VOS TÂCHES:
1) Dans l'extrait sur la garantie d'intérêt, relevez toutes les localités que doivent relier le chemin de fer et son embranchement.
2) D'après l'extrait sur la garantie d'intérêt, qui a demandé cette garantie pour le chemin de fer ?
3) Écrivez la suite de l'extrait sur la garantie d'intérêt, à partir de sa dernière phrase.

EXTRAIT CHOISI:
- - -

Quant à la garantie d'intérêt demandée par M. Benard, pour l'exécution du chemin de fer d'Ans, par Glons, à Tongres et Hasselt avec un embranchement de Glons à Maestricht, par le vallon du Geer. quoiquc en 1845 et en 1851, j'aie cru devoir combattre le principe de l'intervention de l'Etat, par la garantie d'un intérêt, il me semble cependant que je puis actuellement présenter quelques observations en faveur d'une garantie d'intérêt, la grande majorité des chambres législatives et le gouvernement ayant admis ce principe en 1851, pour des travaux publics à exécuter dans la plupart de nos provinces ; je crois donc être en droit de réclamer pour la province de Liuibourg, qu'elle soit traitée aussi favorablemenl que les autres localités du pays, lorsqu'il s'agit de décréter des travaux publics à exécuter avec la garantie d'un certain intérêt ; il ne faut pas avoir deux poids et deux mesures, surtout lorsqu'il s'agit d'une province qui a fait de nombreux sacrifices à l'intérêt général de la Belgique ; et pour cette province, il ne faudrait pas la placer dans une position tout exceptionnelle lorsque toutes les autres provinces sont largement dotées de chemins de fer de l'Etat ou concédés avec une garantie d'intérêt.

- - -

Étiquettes des points sur les objets:
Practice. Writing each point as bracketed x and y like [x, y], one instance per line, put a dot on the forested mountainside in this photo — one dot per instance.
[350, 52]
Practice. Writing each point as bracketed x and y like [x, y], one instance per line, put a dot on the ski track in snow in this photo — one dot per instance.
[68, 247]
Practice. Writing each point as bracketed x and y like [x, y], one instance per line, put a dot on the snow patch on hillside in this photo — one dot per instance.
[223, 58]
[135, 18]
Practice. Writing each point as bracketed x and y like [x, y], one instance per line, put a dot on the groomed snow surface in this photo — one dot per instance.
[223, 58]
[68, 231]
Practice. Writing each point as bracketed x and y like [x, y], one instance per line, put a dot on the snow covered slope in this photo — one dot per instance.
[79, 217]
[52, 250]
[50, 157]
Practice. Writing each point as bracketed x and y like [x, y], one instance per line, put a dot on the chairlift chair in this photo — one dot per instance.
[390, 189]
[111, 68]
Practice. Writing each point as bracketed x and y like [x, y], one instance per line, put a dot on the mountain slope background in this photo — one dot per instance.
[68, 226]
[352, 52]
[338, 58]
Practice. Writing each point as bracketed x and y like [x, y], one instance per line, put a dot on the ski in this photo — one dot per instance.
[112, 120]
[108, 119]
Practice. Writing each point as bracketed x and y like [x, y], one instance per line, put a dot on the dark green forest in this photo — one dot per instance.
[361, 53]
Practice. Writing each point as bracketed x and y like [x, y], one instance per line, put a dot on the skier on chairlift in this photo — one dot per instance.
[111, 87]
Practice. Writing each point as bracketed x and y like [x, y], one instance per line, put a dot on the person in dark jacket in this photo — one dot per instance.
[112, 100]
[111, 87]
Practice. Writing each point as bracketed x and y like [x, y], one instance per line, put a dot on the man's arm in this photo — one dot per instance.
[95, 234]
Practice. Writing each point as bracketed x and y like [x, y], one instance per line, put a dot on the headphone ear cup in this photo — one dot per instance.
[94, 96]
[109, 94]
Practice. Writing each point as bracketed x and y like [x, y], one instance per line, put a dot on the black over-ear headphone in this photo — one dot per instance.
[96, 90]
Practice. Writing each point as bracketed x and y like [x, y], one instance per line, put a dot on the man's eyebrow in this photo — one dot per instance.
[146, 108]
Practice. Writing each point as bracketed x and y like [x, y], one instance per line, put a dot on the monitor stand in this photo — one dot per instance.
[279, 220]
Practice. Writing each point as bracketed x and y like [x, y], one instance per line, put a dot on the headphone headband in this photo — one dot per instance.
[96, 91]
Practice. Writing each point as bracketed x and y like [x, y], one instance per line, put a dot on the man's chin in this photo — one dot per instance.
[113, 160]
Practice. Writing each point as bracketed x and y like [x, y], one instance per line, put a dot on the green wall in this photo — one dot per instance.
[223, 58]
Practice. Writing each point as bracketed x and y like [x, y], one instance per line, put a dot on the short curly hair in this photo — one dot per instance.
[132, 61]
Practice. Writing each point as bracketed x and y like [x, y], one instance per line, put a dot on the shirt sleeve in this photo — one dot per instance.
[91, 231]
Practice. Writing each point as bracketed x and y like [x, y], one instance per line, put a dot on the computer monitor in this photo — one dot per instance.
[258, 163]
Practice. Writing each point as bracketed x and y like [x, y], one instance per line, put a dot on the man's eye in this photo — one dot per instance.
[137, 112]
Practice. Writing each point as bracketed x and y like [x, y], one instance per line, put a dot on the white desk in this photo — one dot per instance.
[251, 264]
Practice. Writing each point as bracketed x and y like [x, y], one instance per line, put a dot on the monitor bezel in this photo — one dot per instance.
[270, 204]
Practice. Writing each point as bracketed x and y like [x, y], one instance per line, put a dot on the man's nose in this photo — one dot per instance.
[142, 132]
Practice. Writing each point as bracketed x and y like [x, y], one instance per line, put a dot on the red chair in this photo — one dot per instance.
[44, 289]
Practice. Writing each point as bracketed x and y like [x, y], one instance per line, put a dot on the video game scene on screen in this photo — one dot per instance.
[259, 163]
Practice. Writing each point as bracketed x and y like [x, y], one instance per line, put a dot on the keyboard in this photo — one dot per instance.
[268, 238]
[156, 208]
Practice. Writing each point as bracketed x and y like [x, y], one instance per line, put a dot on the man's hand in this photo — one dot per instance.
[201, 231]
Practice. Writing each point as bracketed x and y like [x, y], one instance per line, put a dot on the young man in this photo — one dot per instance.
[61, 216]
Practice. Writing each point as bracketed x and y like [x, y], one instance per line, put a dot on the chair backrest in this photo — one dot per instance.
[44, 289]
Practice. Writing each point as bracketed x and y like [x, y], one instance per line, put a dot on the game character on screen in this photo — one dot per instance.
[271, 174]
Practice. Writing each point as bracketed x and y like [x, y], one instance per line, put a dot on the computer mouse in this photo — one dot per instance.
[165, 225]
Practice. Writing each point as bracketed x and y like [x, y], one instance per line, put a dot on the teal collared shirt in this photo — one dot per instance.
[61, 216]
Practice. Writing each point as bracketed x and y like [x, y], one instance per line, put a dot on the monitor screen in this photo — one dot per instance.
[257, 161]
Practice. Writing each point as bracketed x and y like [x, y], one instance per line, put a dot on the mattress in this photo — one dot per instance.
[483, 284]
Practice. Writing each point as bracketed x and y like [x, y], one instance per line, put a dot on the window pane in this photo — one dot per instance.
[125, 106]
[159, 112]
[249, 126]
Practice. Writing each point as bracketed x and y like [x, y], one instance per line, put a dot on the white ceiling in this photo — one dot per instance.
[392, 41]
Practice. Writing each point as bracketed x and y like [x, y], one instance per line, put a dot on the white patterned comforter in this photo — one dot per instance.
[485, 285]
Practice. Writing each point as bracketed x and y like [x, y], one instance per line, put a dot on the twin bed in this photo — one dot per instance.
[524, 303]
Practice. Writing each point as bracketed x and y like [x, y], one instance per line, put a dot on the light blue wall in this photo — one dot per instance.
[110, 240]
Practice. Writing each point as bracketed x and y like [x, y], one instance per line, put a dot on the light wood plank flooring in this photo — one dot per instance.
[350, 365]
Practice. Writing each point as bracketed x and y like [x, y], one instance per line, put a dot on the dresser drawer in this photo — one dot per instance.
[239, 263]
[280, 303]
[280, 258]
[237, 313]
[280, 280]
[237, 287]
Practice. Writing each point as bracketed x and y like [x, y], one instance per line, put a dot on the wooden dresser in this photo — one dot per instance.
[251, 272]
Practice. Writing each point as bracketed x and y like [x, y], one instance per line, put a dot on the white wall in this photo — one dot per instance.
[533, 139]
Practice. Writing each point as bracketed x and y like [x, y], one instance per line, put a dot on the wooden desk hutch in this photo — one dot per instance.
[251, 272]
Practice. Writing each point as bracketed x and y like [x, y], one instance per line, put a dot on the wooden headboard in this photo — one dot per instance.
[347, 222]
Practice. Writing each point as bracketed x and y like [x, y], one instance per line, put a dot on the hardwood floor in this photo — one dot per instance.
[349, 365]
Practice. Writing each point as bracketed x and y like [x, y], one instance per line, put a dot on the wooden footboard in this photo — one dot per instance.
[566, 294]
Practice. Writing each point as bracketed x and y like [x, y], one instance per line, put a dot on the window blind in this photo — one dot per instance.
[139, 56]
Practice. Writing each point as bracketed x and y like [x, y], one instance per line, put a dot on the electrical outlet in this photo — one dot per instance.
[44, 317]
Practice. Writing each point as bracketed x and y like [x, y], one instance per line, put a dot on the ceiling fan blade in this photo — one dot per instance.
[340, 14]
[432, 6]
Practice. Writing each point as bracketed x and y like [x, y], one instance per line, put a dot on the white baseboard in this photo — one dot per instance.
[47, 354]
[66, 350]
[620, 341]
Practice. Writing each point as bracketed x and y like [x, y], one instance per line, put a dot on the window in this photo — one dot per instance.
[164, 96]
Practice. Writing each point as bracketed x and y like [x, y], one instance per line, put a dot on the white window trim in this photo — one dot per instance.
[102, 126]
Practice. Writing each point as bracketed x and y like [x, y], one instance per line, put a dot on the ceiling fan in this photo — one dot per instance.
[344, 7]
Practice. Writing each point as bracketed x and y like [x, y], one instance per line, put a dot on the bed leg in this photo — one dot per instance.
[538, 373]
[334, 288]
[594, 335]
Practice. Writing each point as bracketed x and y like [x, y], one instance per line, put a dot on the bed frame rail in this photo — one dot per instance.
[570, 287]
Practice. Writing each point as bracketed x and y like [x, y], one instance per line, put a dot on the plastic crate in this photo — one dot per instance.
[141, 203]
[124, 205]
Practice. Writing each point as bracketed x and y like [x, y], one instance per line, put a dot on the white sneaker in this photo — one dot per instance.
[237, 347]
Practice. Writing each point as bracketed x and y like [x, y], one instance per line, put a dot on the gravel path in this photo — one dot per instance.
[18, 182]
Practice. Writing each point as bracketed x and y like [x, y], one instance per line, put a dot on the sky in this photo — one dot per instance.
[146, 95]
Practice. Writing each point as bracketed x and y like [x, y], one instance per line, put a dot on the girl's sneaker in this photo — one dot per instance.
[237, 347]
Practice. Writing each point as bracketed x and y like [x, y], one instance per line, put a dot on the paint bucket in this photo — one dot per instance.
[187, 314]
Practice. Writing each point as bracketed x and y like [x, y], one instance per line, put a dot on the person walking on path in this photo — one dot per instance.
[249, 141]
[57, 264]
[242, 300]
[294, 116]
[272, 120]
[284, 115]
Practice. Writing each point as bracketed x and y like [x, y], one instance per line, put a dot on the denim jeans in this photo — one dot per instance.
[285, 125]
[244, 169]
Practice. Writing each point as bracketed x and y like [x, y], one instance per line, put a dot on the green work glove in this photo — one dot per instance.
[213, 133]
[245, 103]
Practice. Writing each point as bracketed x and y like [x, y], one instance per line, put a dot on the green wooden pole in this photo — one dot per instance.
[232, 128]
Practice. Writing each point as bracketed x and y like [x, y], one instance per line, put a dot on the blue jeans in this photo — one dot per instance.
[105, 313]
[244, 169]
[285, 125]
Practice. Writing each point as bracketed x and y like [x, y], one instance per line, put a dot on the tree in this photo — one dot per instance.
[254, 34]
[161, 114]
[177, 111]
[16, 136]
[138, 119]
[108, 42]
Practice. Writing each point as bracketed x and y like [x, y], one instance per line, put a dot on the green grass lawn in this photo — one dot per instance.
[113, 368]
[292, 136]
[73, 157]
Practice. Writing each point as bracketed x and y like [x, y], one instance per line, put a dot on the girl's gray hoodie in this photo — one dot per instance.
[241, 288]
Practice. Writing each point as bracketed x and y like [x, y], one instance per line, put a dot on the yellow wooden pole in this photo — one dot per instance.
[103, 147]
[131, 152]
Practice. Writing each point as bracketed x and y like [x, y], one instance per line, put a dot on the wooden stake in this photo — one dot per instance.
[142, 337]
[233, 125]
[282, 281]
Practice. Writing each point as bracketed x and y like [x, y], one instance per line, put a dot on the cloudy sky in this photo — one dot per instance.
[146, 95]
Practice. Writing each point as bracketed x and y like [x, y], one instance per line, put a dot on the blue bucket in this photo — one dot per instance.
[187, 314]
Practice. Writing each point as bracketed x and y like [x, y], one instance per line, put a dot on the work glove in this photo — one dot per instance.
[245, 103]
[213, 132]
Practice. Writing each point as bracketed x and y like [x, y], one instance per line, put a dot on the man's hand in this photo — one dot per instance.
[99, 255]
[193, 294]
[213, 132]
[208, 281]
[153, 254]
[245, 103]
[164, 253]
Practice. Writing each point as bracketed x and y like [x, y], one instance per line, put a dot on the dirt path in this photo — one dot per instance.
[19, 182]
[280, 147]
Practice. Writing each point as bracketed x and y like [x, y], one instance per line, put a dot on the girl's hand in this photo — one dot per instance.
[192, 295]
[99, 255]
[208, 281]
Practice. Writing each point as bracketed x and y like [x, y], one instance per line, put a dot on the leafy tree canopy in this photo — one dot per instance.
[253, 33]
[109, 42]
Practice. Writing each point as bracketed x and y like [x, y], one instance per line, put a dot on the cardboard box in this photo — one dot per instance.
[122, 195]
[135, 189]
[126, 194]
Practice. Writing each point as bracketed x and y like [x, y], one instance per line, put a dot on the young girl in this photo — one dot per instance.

- - -

RÉPONSES ATTENDUES:
1) Ans, Glons, Tongres, Hasselt, Maestricht

2) M. Benard

3)
Si donc, pour le moment, le gouvernement ne pouvait admettre ni l'un ni l'autre chemin de fer dont la concession est demandée en partie en faveur du Limbourg, si des raisons d'un intérêt général s'opposaient à leur exécution, le gouvernement devrait pour le moins tâcher d'employer ses bons offices pour obtenir le plus tôt possible l'exécution de la voie ferrée décrétée par la loi du 20 janvier 1851 et relier ainsi l'arrondissement judiciaire de Tongres à la voie ferrée de l'Etat à Ans, sauf à rechercher par après l'une ou l'autre combinaison, pour étendre cette voie ferrée plus avant dans l'intérieur de cette partie du Limbourg ; car cette contrée du royaume ayant supporté sa large part dans les charges extraordinaires pour les grands travaux exécutés depuis 1830 dans les autres provinces, peut réclamer avec un certain droit d'obtenir à son tour les moyens de communication faciles et accélères qui doivent surtout avoir une heureuse influence sur l'amélioration de tous ses intérêts.
- Les conclusions de la commission sont mises aux voix et adoptées.
Nomination d’un membre de la cour des comptes
Nombre des votants, 91.
Majorité absolue, 46.
M. Charles Heyvaert, greffier de la cour des comptes, a obtenu 53 suffrages.
M. d'Anethan, receveur des contributions à Bruxelles, 30
E. Ista, commissaire du gouvernement près de la Société Générale, 8.
En conséquence, M. Charles Heyvaert, ayant obtenu la majorité absolue, est proclamé conseiller à la cour des comptes.
M. le président. - M. Van den Branden de Reeth vient de déposer un amendement ainsi conçu :
« J'ai l'honneur de proposer à la chambre de comprendre la grande Nethe parmi les rivières mentionnées au chapitre II, section III, et d'allouer au budget un crédit de 10,000 francs destiné aux dépenses d'administration pour 1853. »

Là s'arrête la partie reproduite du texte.